Given problem A
Copy out the entries below word for word, beginning at the line that contains "where the child's" and stopping after the line that contains "273,180,423,332".

Passage provided
•••••

Tears they tumble down and turn smiles upside down
they torture your heart and they tear you apeart
but most of all they make you stronger every tear that falls
this is about living your life in disbelief. about not seeing the truth when it is clearly in front of you, when you see that movie where the girl knows her guy is cheating on her, but refuses to realize it... this is what she feels. you may call her stupid but it hurts. and she may be emotionally too weak to stand up and take in all that is happening. so she lies to herself,...and she lives by it. and all the pain goes away...here it is.
Feeling Low inside a lie is where i hide i cant seem to find something to do about all of it alone is where i sit cuz im feelin low nothing to help me so i cant help the feeling and all the pain im dealing
My personal favorite is this one. it brings back a clear image of what i was thinking about. suffering and pain yes, but every clear thought...check it out.
Hard To Deal my useless words pour out of me wondering why i can not see life means nothing more to me than a dead bird in his tree my feelings ignored everyday nothing changes while i pray my heart breaks more day by day what more is there to say nothing can change the way i feel with stupid thoughts i can not deal what more is there to deal my heart is crumbles beggins to peal
Here is one i wrote for my "friends" i had back then. Little did I know just what I was writting about re-ocurred. My friends that I had then deserted me now and I was left to feel this all over again. Like one big re-occuring dream/nightmare or whatever. This one means a lot because I felt it twice.
living in a dream to all my friends, if it wernt for them i wouldnt be where i am today
lost inside a dream, is what my life seems. twiztid and turned, my heart is burned. dont understand why, but its written in the sky. my life has been scared, and loved from afar. it doesnt seem simple, this life i call mine, love is supposed to be devine. i just dont get it, feels as if i dont fit. my life makes no sence, and it has no suspence. my heart turns black, its been under attack.

•••••

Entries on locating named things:
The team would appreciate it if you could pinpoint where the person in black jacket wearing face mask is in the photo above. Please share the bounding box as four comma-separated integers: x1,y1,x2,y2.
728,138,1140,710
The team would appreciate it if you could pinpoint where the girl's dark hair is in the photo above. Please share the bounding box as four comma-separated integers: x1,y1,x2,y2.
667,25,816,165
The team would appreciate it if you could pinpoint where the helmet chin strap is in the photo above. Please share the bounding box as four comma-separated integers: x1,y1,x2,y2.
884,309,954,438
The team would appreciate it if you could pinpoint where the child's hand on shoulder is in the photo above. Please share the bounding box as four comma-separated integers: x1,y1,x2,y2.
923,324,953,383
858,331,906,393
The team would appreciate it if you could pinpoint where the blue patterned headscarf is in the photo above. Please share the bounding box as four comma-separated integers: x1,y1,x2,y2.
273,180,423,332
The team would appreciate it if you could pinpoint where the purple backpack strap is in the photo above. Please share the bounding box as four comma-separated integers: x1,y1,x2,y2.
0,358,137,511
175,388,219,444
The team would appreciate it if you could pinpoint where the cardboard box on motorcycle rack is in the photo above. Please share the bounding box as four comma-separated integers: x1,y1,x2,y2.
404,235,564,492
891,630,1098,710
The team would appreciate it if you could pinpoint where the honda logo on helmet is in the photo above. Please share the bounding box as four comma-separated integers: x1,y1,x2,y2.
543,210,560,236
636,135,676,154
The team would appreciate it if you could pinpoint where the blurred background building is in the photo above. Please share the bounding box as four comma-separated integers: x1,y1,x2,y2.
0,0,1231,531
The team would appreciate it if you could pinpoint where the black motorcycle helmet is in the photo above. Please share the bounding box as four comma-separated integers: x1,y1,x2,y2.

•••••

Given problem B
Continue the poetry post about tears and heartache from the point where it stops.

Exercise response A
The team would appreciate it if you could pinpoint where the child's hand on shoulder is in the photo above. Please share the bounding box as four comma-separated integers: x1,y1,x2,y2.
923,324,953,383
858,331,906,393
The team would appreciate it if you could pinpoint where the blue patterned headscarf is in the photo above. Please share the bounding box as four comma-separated integers: x1,y1,x2,y2.
273,180,423,332

Exercise response B
This one was actually published in a book printed out by the website that i wrote it on. it was nothing really special and i have the book somewhere up in my attic and everything. Its not really all taht special just the surreality at last
Lost
i am lost in a world with no one to hold my hand, no one to guide me, in this new, unloved land.
every move i make is sensed by a beast who is hungry for my blood to whom i would make a lovely feast.
my tears mean nothing. i am forever gone. every step i take is a new day to dawn.
as i slowly disappear, my flesh withers and my blood pours out; my skin withers.
i am now dust and bones, soul free in the earth. it wanders around, lookin' for a victim first.
MY FIRST LOVE POEM EVER WRITTEN!! !ISNT IT BEAUTIFUL?!?!!? too bad the person i wrote it for is no longer in my life. but i still remember all the flustered feelings building up inside of me. the first time i actually thought i could love another being. yeah it was confusing, but i felt it.
Abused my heart was overwhellmed with love at first sight, when i saw you, i knew things were right. you told me i was beautiful, had a pretty smile, for me you said you'd walk a pretty mile. the kiss you stole was the best i've had, and even the thought, i was lucky, for that i was glad. but now i only have began to see, that you broke my heart, and you lied to me. i can't move on but i am forced to inside, there are so many feelings i have to hide. i don't appriciate the thought of being used, i'm not gonna let myself be abused.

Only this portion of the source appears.